**DATASET CONTENT:**

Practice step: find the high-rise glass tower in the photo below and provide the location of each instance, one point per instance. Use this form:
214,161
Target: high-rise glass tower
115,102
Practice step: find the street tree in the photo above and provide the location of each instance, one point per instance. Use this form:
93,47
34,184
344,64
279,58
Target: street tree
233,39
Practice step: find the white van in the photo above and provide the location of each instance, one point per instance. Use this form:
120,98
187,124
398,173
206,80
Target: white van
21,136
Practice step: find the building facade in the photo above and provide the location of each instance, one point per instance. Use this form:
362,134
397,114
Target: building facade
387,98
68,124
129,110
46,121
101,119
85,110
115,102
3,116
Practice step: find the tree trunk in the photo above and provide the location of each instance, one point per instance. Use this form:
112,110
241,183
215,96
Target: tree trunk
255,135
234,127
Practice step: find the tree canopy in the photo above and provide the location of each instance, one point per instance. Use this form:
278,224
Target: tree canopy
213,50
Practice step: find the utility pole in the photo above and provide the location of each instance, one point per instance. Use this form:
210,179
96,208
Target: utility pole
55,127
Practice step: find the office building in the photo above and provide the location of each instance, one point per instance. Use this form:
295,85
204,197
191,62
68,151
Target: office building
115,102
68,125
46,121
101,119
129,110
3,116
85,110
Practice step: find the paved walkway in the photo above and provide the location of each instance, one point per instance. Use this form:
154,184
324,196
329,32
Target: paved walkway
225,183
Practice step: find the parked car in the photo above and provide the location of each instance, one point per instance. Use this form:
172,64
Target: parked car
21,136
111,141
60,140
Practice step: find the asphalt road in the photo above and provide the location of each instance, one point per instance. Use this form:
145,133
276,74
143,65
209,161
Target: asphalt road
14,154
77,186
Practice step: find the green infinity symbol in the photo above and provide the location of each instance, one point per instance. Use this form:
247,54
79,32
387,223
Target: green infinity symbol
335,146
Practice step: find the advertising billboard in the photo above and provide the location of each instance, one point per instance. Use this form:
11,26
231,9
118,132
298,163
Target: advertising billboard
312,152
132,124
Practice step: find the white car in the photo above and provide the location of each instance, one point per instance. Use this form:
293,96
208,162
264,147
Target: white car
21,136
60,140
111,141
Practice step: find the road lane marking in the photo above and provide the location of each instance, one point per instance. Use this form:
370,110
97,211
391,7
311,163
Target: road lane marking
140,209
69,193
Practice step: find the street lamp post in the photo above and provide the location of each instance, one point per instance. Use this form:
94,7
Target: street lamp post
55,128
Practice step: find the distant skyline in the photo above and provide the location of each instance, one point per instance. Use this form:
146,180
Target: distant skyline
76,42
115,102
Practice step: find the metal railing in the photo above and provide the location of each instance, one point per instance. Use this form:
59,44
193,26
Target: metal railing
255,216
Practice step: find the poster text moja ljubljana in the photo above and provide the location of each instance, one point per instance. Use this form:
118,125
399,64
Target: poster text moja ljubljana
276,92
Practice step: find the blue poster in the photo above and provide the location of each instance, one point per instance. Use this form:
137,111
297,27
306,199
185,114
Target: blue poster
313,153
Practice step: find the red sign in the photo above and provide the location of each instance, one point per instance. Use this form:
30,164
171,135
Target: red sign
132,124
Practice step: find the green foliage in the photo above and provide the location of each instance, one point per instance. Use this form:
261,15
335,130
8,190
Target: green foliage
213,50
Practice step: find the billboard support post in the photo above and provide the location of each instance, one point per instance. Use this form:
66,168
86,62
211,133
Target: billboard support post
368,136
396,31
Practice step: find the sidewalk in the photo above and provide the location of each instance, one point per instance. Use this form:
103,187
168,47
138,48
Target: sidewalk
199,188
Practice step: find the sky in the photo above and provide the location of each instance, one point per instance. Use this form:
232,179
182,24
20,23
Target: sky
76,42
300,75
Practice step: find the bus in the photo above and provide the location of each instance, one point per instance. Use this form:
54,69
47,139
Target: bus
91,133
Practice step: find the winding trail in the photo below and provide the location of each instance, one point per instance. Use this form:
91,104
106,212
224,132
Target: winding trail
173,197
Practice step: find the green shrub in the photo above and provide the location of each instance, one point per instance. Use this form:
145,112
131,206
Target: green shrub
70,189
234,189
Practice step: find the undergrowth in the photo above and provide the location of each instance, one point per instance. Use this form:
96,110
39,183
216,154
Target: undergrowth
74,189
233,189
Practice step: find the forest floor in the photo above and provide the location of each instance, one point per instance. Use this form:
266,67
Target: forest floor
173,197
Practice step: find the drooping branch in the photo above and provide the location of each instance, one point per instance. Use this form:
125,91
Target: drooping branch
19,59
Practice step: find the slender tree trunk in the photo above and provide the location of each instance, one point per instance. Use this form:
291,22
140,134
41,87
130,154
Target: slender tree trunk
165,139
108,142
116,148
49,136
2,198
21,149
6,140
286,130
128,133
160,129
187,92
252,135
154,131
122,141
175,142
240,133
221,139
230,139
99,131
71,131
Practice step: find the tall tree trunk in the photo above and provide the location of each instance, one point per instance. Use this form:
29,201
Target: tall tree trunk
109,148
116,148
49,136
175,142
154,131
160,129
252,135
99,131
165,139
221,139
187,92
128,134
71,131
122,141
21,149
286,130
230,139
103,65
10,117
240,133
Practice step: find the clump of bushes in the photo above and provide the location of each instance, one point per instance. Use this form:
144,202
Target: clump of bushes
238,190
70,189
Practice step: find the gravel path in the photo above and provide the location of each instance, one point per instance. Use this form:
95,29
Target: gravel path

**TASK DIRECTIONS:** Print the records above exactly as written.

**EXERCISE RESULT:**
Practice step: find the high-rise glass tower in the photo below and provide the location of each instance, one point per instance. Use this form:
214,161
Target: high-rise glass tower
115,102
Practice step: find the street tree in the photo above and provide the location of each instance, one point per instance. Use this form:
93,47
34,184
344,64
279,58
Target: street tree
233,39
Practice step: find the white van in the photo above and provide the location of each instance, one point per instance. Use this form:
120,98
187,124
398,173
206,80
Target: white van
21,136
Practice step: find the building facade in the photo above and provide the location of each instance, one point per instance. Use this form:
362,134
397,114
Target: building facade
387,98
68,124
129,110
46,121
101,119
85,110
115,102
3,116
Practice step: find the tree trunk in the photo above and provide the location of each instance, one point per instance. Use this form:
112,110
241,183
215,96
Target: tree trunk
255,135
234,127
Practice step: find the tree canopy in the photo above and provide the location of each instance, one point per instance. Use this form:
278,224
Target: tree canopy
213,50
Practice step: find the utility pole in the photo above and provide the location of each instance, one point per instance. Use this form:
210,179
96,208
Target: utility pole
55,127
Practice step: find the office building in the photo above and provide the location of each instance, one point per instance. Use this form:
295,85
204,197
191,62
68,151
Target: office building
115,102
68,125
46,121
101,119
129,110
3,116
85,110
Practice step: find the paved walkway in the photo above and provide the location of each instance, one point per instance. Use this form:
154,184
324,196
329,32
Target: paved walkway
225,183
Practice step: find the parked car in the photo above and provide the location of each instance, one point per instance. Use this form:
172,64
Target: parked car
21,136
111,141
60,140
Practice step: find the asphalt road in the photo above and provide the location of each instance, one point per instance. Use this form:
145,133
276,74
143,65
209,161
Target: asphalt road
14,154
77,186
Practice step: find the green infinity symbol in the photo above and provide the location of each instance, one point per instance. Use this form:
247,54
79,32
387,223
Target: green infinity symbol
335,146
Practice step: find the advertising billboard in the photo above and provide the location of each instance, one point per instance. Use this form:
11,26
231,9
118,132
298,163
Target: advertising billboard
312,152
132,124
Practice step: find the white car in the photo above and provide the location of each instance, one point per instance. Use this form:
293,96
208,162
264,147
Target: white car
21,136
60,140
111,141
Practice step: find the road lane marking in the photo above and provide the location of each instance, one point per instance. Use this form:
370,110
97,211
391,7
311,163
Target: road lane marking
140,209
69,193
Practice step: find the street lamp post in the photo above and provide the location of each instance, one point per instance. Use this form:
94,7
Target: street lamp post
55,128
Practice step: find the distant skyline in the photo above and provide the location of each instance, one point per instance. Use this form:
146,180
Target: distant skyline
76,42
115,102
Practice step: find the metal railing in the photo above and provide the location of each instance, one point per instance. Use this form:
59,44
193,26
Target: metal railing
255,216
Practice step: find the poster text moja ljubljana in the photo above and provide the location of each instance, one point per instance. Use this form:
118,125
399,64
Target: poster text moja ljubljana
276,92
Practice step: find the blue poster in the photo above and provide the location of each instance, one point per instance. Use this form:
137,111
297,27
306,199
185,114
Target: blue poster
313,153
Practice step: find the red sign in the photo above and provide the location of each instance, one point per instance. Use this form:
30,164
171,135
Target: red sign
132,124
Practice step: find the green foliage in the photo above and provide the location of each instance, one point per instance. Use this form:
261,15
335,130
8,190
Target: green foliage
213,50
Practice step: find the billboard support post in the photo above and provide the location of each instance, one point per instance. Use this form:
66,168
86,62
211,133
Target: billboard support post
368,136
396,31
Practice step: find the sidewalk in the photo above and provide the location of each instance, one point per instance. Use this form:
103,187
168,47
138,48
Target: sidewalk
199,188
Practice step: find the sky in the photo above and provide the location of each instance, one point per instance. Use this form:
232,179
182,24
20,23
Target: sky
76,42
300,75
Practice step: find the bus in the photo above and provide the location of each instance, one point per instance. Use this form:
54,69
47,139
Target: bus
91,133
Practice step: find the winding trail in the photo below and provide the location of each instance, one point per instance. Use this form:
91,104
106,212
224,132
Target: winding trail
173,197
Practice step: find the green shrub in the photo above and provide the location of each instance, one point per instance. Use this form:
145,112
131,206
Target: green shrub
70,189
234,189
Practice step: find the undergrowth in the photo above and provide the location of each instance, one point per instance. Use this form:
96,110
39,183
216,154
Target: undergrowth
74,189
233,189
Practice step: find the forest floor in the photo above and provide the location of each instance, one point per instance. Use this form:
266,67
Target: forest floor
173,197
Practice step: find the drooping branch in the photo above and provide the location of each instance, one point per instance. Use this form:
125,91
Target: drooping branch
19,59
Practice step: find the slender tree trunk in the photo above and provide the location of each instance, one point per instance. Use this form:
291,22
140,134
41,87
130,154
Target: slender tree trunk
165,139
108,142
116,148
49,136
2,198
21,149
6,140
286,130
128,133
160,129
187,92
252,135
154,131
122,141
175,142
240,133
221,139
230,139
99,131
71,131
Practice step: find the tall tree trunk in the photo above and provide the location of each instance, one point per instance. Use this form:
29,201
Target: tall tree trunk
109,148
116,148
49,136
175,142
154,131
160,129
252,135
99,131
165,139
221,139
187,92
128,134
71,131
122,141
21,149
286,130
230,139
103,65
10,117
240,133
Practice step: find the clump of bushes in the photo above and provide the location of each instance, one point per instance. Use this form:
144,202
Target: clump of bushes
238,190
70,189
Practice step: find the gravel path in the photo above and provide the location of each instance, one point per instance. Use this form:
95,29
Target: gravel path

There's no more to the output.